Document passage
# Big wahoo video



## youngbloodr2 (Aug 17, 2012)

This isn't recent but I found the old video it was from last year. My buddy Kais Daoud put me on him.


----------



## KingCrab (Apr 29, 2012)

Surprised the reel had the line capacity to land that 1. I've had them spool pen 706's.


----------



## grey ghost (Jul 24, 2011)

nice hoo!!!


----------



## cobe killer (Apr 13, 2008)

very nice wahoo!! congrats and nice gaff shot too!


----------



## youngbloodr2 (Aug 17, 2012)

yeah it dove straight down we followed it with the boat to keep it from spooling me


----------



## Bill Me (Oct 5, 2007)

Weight?


----------



## JoeyWelch (Sep 25, 2009)

Awesome fish. Wish I could do that.

Were you just fishing a driftline?? What bait??


----------



## youngbloodr2 (Aug 17, 2012)

The weight was 79.3 or .6 if I remember right but it hit a dead ly. We were bottom fishing so I casted out a king rod and this wahoo decided to hit it instead.


----------



## Capt. Delynn (Oct 4, 2007)

That's a dang fine hoo there Austin. I remember it was 79 lbs and some change. Thats a beast on any rod much less a mackeral rod. Great job guys. My hats off to your 15 year old captain for that fish and very nice gaff shot also. Not many people would trust such a young man to take them offshore. But, as you know, Kais is not the average young man. You two boys have turned into a fine set of fishermen and great boys. I'm very proud of you both.


----------



## Bill Me (Oct 5, 2007)

Awesome


----------



## youngbloodr2 (Aug 17, 2012)

Hey Capt. Delynn, you're right Kais isn't the average fisherman especially for his age. I guess he learned from the best. I cant wait to get back home to go fishing with yall again. Hope everything is going good. I heard Kais may be on the boat again sooner than they thought before.


----------

Stored rows

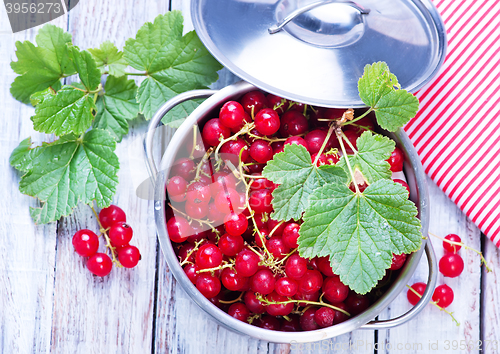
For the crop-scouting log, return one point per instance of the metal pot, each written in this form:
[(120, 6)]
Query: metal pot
[(419, 195)]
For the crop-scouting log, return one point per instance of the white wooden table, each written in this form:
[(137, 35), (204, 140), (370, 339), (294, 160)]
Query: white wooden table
[(49, 302)]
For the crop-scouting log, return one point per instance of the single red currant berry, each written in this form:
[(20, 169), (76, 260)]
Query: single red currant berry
[(208, 285), (449, 247), (263, 282), (184, 168), (267, 121), (278, 309), (85, 242), (231, 114), (176, 188), (311, 282), (293, 123), (253, 102), (451, 265), (403, 183), (235, 224), (100, 264), (443, 295), (214, 131), (324, 316), (398, 261), (286, 287), (208, 256), (178, 229), (419, 288), (296, 140), (239, 311), (120, 234), (261, 151), (291, 235), (396, 160), (295, 266), (129, 256), (108, 216), (307, 321), (334, 290)]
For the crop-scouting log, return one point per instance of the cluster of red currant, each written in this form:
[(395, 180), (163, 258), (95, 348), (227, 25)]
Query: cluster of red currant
[(117, 233), (450, 265), (235, 254)]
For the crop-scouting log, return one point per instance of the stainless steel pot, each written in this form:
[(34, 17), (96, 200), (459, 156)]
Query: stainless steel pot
[(419, 195)]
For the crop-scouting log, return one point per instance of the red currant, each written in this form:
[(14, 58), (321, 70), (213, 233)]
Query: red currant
[(108, 216), (129, 256), (214, 131), (293, 123), (419, 288), (451, 265), (231, 114), (120, 234), (451, 247), (100, 264), (443, 295), (396, 160), (86, 242)]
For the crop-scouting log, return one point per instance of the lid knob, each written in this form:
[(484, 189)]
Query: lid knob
[(337, 25)]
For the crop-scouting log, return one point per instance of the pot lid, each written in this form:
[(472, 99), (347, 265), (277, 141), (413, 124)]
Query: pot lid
[(315, 51)]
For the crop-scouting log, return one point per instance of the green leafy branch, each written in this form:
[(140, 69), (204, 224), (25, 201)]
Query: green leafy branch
[(87, 118)]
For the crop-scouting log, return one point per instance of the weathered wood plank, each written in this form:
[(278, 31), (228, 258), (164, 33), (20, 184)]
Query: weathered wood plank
[(113, 314), (28, 251), (490, 308), (433, 327)]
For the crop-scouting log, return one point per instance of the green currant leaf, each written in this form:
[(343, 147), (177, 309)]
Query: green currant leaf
[(86, 67), (298, 178), (69, 170), (109, 59), (360, 232), (42, 66), (70, 110), (116, 106), (370, 158), (173, 63), (379, 89)]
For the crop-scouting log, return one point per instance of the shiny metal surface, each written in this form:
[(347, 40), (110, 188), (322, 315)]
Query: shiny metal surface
[(416, 179), (318, 57)]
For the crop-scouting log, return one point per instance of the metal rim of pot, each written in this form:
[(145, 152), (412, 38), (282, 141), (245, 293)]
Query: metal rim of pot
[(419, 194)]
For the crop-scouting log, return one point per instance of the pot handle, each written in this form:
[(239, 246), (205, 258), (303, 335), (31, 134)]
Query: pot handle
[(156, 120), (424, 300)]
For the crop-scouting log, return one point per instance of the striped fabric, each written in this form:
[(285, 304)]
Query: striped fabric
[(457, 129)]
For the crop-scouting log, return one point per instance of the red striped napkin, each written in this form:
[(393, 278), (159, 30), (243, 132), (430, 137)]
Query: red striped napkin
[(457, 129)]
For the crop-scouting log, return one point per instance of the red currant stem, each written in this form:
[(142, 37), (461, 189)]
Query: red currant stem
[(349, 143), (338, 132), (268, 302), (191, 155), (435, 304), (195, 248), (275, 228), (272, 140), (360, 117), (104, 233), (328, 135), (227, 265), (246, 129), (204, 159), (483, 260), (190, 219), (232, 301)]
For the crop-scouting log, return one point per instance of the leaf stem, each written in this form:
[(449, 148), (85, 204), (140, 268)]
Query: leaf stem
[(338, 132), (360, 117), (483, 260)]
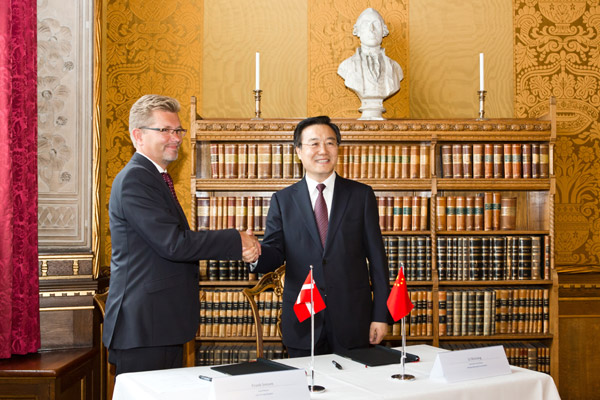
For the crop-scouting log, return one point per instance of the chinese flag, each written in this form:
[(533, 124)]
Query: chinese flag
[(302, 308), (399, 303)]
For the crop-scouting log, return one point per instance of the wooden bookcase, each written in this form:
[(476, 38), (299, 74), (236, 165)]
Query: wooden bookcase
[(534, 216)]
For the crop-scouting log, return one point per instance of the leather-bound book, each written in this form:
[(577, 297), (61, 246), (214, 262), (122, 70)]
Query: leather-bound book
[(276, 161), (447, 161), (264, 164), (478, 161), (457, 161), (508, 213), (526, 160), (488, 161)]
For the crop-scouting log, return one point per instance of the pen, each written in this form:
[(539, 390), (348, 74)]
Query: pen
[(338, 366)]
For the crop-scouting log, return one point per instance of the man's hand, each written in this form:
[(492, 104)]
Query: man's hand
[(250, 246), (377, 332)]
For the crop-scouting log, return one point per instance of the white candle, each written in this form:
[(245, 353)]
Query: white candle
[(257, 70), (481, 72)]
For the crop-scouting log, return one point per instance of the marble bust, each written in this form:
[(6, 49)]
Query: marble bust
[(370, 73)]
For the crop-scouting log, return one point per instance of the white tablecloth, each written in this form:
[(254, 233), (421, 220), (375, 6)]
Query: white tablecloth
[(355, 381)]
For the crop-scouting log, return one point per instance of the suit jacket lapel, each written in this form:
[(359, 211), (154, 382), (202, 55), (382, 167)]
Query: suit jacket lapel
[(162, 185), (302, 200), (341, 195)]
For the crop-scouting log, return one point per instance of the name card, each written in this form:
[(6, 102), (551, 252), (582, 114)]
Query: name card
[(289, 385), (462, 365)]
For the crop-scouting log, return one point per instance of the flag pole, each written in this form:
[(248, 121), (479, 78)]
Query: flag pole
[(312, 387), (403, 376)]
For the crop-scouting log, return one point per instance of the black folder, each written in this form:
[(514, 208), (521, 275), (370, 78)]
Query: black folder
[(252, 367), (373, 356)]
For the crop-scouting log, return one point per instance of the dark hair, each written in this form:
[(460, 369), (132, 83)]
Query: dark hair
[(321, 120)]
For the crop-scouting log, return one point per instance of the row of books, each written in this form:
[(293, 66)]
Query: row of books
[(232, 212), (497, 160), (413, 253), (225, 270), (384, 161), (227, 313), (531, 355), (254, 161), (487, 211), (396, 213), (493, 311), (403, 213), (218, 354), (495, 258)]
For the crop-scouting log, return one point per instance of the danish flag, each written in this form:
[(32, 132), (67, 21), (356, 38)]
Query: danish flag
[(303, 308)]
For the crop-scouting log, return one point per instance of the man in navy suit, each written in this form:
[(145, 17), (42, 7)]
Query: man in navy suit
[(153, 304), (338, 249)]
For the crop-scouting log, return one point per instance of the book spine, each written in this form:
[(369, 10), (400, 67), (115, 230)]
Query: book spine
[(488, 161), (424, 161), (447, 161), (252, 161), (451, 213), (498, 161), (526, 160), (516, 160), (231, 160), (478, 161), (508, 161), (467, 157), (508, 213), (264, 163), (457, 161), (440, 217)]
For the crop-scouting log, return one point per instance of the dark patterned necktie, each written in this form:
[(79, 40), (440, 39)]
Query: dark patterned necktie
[(169, 182), (321, 214)]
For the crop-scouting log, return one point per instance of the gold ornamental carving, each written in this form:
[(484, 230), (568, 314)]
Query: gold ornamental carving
[(557, 54)]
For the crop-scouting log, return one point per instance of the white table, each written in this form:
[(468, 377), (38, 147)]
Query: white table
[(355, 381)]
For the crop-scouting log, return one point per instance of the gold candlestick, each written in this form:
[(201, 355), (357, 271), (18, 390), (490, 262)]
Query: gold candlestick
[(482, 94), (257, 103)]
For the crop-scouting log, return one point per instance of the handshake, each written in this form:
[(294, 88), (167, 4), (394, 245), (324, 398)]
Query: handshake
[(250, 246)]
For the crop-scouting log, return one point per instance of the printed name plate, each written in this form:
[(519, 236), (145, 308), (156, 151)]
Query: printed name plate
[(289, 385), (462, 365)]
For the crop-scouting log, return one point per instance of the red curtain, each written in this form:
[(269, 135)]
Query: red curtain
[(19, 295)]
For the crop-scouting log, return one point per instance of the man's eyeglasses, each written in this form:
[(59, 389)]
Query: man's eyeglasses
[(167, 131), (329, 144)]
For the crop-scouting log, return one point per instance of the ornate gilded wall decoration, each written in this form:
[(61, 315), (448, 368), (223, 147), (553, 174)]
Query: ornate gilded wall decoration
[(557, 54), (151, 47), (331, 41), (64, 128)]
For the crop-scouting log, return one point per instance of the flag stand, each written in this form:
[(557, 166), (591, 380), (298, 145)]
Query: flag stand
[(403, 376), (312, 387)]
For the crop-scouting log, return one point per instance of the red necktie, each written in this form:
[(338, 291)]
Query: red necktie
[(169, 181), (321, 214)]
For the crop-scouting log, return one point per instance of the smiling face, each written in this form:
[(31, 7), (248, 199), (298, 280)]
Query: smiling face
[(318, 151), (159, 147)]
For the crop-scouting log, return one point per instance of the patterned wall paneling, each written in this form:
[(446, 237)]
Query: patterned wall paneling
[(330, 41), (150, 47), (446, 38), (557, 54), (234, 31), (64, 128)]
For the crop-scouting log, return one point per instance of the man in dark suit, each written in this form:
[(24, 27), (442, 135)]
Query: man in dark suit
[(153, 304), (336, 230)]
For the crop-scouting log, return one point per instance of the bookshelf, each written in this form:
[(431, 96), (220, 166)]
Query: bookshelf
[(492, 252)]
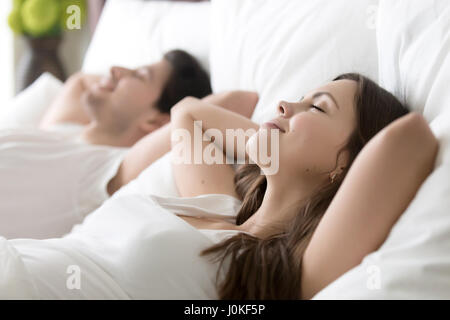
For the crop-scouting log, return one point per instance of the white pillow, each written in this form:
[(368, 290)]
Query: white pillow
[(134, 32), (414, 45), (283, 49), (30, 105), (157, 179), (414, 261)]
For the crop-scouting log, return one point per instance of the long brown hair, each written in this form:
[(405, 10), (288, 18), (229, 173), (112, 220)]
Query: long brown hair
[(270, 268)]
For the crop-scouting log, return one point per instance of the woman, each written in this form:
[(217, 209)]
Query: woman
[(297, 229), (297, 236)]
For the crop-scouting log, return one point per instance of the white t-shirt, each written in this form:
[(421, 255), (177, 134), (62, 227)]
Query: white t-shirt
[(132, 247), (50, 180)]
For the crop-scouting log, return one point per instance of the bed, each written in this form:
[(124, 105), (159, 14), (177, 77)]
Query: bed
[(282, 49)]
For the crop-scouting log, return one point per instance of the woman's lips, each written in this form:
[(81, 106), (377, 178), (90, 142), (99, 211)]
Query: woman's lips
[(272, 125)]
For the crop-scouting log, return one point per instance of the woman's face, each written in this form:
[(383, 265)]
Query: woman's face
[(311, 130)]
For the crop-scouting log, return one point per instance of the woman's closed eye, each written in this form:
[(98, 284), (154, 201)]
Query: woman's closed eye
[(314, 106), (318, 108)]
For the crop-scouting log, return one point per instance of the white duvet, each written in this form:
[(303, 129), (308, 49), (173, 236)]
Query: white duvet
[(132, 247)]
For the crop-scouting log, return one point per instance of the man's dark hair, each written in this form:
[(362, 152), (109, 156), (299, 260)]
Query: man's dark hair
[(187, 78)]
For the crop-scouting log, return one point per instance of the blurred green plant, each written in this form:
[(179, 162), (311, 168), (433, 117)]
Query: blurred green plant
[(45, 18)]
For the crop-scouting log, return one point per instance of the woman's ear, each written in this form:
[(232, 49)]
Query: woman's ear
[(153, 121)]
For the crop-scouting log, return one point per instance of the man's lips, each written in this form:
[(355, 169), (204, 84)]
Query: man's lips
[(273, 125)]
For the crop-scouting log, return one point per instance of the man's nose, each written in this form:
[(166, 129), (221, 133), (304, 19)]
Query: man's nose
[(118, 72)]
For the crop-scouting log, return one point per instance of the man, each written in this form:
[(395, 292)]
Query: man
[(49, 181), (126, 105)]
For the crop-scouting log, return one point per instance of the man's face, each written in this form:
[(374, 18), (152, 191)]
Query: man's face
[(125, 95)]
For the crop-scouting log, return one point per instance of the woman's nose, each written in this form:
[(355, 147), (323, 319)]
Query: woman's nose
[(284, 109)]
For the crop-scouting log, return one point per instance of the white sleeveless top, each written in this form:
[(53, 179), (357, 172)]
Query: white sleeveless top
[(50, 180), (132, 247)]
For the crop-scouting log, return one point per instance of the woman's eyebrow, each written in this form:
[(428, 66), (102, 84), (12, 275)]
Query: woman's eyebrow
[(321, 93)]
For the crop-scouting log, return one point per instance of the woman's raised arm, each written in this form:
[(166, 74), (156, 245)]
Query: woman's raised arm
[(193, 177), (378, 188)]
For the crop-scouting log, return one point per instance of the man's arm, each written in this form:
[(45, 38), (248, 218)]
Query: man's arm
[(67, 106)]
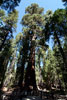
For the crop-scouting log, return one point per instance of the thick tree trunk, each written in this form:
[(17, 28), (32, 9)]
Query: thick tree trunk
[(62, 52), (30, 72), (30, 79)]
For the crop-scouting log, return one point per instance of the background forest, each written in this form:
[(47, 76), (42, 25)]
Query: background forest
[(29, 59)]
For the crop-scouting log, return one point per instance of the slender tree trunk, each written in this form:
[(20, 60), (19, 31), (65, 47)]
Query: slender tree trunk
[(1, 46)]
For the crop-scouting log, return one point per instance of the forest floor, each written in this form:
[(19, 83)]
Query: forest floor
[(17, 94)]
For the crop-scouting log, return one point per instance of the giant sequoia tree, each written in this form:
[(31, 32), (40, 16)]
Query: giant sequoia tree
[(8, 26), (33, 23)]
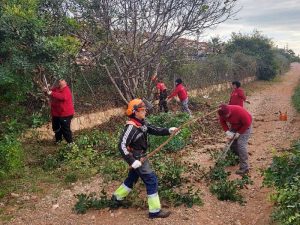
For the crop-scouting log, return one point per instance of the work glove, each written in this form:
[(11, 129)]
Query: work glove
[(229, 134), (173, 130), (236, 135), (136, 164)]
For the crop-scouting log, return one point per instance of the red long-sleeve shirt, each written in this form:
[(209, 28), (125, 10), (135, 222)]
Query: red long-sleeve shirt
[(61, 102), (180, 91), (161, 86), (239, 119), (237, 97)]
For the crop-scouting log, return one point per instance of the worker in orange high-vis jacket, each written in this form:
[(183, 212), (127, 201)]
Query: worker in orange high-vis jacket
[(182, 95), (133, 146), (237, 96)]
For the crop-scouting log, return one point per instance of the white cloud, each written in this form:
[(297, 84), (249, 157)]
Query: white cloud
[(278, 20)]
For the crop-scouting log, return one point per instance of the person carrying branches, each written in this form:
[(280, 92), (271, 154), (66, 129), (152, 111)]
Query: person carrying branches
[(62, 110), (237, 96), (236, 122), (133, 146)]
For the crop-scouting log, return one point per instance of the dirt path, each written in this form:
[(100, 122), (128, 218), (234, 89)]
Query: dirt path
[(268, 133)]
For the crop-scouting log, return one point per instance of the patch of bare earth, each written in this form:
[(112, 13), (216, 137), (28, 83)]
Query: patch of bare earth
[(268, 133)]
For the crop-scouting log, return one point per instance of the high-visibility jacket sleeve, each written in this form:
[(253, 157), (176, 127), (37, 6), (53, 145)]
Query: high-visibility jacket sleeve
[(157, 130), (125, 140)]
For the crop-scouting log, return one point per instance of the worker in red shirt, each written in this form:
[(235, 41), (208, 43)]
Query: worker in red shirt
[(236, 122), (62, 110), (237, 96), (182, 95), (162, 93)]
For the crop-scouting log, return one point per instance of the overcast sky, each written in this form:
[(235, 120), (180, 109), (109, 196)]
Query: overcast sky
[(278, 20)]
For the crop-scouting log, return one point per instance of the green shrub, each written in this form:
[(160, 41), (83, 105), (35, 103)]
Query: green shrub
[(296, 98), (226, 190), (11, 156), (284, 175)]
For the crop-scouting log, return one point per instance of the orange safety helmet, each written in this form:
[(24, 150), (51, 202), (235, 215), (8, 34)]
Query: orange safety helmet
[(134, 105)]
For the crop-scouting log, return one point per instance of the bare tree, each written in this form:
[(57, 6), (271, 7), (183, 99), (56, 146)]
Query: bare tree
[(136, 34)]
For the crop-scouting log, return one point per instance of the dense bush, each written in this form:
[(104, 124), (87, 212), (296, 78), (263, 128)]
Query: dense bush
[(296, 98), (257, 46)]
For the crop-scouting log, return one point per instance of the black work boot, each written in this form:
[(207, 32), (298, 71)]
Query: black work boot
[(160, 214), (115, 203)]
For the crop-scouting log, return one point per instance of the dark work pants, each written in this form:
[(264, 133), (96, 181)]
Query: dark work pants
[(61, 127), (163, 101)]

Set exercise A
In the wahoo fishing thread:
(i) According to youngbloodr2, what did the wahoo do after it was hooked?
(ii) What kind of fishing were they doing when the wahoo hit?
(iii) How old was the captain, according to Capt. Delynn?
Set exercise B
Translate this sentence from the wahoo fishing thread into Spanish: "Not many people would trust such a young man to take them offshore."
Base your answers on the wahoo fishing thread alone, not on the listing.

Full answer A
(i) It dove straight down.
(ii) Bottom fishing.
(iii) 15 years old.

Full answer B
No mucha gente confiaría en un joven así para que la llevara mar adentro.